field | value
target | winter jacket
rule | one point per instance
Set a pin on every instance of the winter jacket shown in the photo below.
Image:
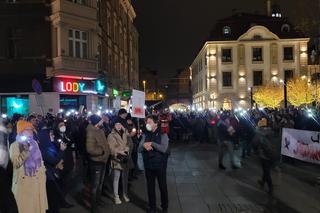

▬▬▬▬▬▬

Render the lines above as a JSON list of strings, one string per line, leaving out blank lines and the pictures.

[
  "field | value",
  "target | winter jacket",
  "rule | one point per instance",
  "Set a pin on every instance of the winter jacket shown in the photo below.",
  "Image:"
]